### [Exercise brief]
Repeat exactly the line containing "Keypoint placement for each instance of the horse's nostril: set" and every line after it in the entries, and nothing besides.

Data excerpts
┏━━
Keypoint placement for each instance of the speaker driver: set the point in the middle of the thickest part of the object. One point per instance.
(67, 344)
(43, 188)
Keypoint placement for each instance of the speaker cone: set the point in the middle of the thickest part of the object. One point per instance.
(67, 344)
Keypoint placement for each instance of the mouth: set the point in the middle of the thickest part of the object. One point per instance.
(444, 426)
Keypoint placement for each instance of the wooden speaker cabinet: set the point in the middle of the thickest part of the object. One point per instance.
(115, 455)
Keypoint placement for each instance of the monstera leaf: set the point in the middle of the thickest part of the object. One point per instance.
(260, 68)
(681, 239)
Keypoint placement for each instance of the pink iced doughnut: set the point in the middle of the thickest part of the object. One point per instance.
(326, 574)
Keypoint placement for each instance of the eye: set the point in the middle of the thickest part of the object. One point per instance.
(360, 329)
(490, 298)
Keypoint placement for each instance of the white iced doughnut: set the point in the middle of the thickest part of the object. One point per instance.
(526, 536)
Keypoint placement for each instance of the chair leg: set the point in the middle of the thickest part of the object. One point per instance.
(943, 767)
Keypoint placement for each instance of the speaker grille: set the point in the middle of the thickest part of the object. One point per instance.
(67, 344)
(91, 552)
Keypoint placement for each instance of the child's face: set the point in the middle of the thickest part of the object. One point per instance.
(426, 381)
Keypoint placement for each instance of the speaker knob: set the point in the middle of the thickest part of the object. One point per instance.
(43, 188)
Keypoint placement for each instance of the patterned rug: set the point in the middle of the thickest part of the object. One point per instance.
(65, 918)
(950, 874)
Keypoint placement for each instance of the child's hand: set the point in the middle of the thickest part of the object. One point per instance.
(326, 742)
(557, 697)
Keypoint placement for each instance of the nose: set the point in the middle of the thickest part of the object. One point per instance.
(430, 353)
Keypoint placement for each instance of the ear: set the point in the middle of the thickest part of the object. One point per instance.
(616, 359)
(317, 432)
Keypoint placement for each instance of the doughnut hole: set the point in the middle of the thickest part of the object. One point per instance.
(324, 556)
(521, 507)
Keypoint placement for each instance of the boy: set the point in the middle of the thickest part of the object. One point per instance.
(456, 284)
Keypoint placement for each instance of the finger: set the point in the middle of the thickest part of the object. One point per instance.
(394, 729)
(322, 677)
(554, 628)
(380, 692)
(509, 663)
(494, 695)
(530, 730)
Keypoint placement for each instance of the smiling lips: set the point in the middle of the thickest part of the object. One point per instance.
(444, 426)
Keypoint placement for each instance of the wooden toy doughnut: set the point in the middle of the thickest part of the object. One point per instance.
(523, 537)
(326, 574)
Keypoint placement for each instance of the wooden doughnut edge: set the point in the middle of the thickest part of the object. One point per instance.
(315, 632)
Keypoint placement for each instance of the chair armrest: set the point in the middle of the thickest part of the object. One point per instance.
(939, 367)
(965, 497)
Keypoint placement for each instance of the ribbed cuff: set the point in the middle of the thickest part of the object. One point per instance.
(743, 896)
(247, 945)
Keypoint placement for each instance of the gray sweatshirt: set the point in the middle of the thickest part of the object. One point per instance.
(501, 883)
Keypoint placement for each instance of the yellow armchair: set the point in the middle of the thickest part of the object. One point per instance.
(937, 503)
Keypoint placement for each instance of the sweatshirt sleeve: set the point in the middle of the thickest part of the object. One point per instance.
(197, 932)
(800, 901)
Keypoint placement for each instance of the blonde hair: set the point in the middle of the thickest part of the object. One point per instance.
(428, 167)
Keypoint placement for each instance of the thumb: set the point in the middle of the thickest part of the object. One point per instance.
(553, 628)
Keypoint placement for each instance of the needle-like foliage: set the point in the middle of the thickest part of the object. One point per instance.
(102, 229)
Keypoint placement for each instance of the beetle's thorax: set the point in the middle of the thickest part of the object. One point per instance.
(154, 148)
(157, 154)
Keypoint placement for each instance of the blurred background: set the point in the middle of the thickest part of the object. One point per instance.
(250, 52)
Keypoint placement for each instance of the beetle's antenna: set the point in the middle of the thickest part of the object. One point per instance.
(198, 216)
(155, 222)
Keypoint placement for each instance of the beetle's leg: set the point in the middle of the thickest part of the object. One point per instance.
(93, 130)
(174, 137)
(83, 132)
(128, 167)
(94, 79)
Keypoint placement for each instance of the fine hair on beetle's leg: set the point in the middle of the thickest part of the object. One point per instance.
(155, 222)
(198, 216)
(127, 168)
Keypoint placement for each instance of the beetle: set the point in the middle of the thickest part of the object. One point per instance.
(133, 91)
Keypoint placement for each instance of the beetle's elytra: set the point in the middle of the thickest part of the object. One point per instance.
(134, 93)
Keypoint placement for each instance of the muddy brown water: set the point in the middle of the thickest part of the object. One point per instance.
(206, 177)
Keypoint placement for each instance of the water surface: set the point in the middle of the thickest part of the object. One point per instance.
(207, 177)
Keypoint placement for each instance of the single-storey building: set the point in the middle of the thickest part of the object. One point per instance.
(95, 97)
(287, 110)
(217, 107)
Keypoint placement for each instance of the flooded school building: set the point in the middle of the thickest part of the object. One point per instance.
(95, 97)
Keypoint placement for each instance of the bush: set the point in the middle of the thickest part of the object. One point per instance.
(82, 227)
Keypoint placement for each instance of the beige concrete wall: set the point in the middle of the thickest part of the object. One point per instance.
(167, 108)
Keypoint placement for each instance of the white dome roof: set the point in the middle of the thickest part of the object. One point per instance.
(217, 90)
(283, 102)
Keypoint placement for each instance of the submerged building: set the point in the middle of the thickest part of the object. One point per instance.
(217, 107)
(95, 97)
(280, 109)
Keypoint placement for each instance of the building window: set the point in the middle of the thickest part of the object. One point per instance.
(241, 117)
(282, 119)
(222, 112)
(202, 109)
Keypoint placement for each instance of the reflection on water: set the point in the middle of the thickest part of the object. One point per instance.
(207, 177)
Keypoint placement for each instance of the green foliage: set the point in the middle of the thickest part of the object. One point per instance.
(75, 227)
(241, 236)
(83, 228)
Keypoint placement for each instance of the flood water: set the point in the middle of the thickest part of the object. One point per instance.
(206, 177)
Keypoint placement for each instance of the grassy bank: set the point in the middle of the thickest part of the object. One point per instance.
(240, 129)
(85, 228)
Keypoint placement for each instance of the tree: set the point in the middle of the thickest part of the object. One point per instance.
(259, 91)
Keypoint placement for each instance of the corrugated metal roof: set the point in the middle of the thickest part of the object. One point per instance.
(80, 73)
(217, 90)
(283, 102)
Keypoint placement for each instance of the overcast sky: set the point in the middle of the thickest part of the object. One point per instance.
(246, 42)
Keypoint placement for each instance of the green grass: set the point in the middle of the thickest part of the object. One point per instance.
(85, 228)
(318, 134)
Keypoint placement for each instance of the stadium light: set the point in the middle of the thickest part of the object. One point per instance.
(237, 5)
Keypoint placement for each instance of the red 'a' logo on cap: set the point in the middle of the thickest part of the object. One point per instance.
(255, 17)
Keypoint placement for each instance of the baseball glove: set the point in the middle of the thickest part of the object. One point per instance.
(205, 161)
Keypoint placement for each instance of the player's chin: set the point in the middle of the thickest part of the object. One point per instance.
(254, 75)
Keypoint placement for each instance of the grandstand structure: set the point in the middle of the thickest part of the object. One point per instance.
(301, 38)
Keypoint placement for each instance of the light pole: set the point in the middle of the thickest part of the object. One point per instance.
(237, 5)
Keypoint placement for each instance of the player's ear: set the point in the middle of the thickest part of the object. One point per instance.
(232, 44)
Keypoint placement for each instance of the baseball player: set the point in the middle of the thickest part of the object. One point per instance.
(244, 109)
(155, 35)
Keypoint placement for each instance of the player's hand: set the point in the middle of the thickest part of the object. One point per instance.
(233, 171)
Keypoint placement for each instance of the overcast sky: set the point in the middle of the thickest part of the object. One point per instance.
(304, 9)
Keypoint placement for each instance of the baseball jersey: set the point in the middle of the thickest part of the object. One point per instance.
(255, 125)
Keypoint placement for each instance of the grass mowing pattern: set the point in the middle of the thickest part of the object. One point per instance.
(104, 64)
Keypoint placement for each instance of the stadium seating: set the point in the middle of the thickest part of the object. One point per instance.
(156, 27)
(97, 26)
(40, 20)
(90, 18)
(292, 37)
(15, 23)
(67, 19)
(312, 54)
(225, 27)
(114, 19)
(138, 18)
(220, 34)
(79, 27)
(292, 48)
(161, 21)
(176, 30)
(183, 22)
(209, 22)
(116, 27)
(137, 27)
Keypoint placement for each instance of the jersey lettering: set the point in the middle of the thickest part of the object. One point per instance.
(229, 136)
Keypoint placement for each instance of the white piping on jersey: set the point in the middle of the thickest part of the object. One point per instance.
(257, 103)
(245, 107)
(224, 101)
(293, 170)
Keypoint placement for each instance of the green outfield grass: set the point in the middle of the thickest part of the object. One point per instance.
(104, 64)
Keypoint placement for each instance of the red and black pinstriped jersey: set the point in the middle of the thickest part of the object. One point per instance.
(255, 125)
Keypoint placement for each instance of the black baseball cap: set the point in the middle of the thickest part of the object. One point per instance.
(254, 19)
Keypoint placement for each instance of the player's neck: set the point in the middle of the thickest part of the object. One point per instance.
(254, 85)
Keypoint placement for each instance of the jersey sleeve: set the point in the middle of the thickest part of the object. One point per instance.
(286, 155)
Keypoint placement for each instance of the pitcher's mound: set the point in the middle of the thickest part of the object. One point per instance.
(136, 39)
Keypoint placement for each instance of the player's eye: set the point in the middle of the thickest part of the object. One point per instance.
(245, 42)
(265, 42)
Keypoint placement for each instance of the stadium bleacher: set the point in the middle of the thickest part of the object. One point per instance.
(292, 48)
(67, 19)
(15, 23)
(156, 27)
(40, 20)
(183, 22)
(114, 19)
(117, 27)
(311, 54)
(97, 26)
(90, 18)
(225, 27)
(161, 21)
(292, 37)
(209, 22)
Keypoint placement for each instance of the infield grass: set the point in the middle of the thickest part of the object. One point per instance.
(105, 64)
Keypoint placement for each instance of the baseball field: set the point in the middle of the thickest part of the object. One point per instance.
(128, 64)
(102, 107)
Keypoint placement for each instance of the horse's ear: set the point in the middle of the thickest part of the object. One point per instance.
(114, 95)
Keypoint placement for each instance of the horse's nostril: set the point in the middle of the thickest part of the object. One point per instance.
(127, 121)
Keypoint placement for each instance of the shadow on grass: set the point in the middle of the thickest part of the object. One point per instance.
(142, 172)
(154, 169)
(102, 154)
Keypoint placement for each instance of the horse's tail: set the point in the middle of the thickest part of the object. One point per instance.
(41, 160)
┗━━
### [Response area]
Keypoint placement for each instance of the horse's nostril: set the point in the middle of the thickest part of the object. One point per instance.
(127, 121)
Keypoint placement for each instance of the shadow on grass: set the point in the middle of the thickest part of the object. One point per instance.
(142, 172)
(154, 169)
(102, 154)
Keypoint placement for each instance of the horse's tail: set the point in the middle of the thickest part of the object. One point per instance.
(41, 160)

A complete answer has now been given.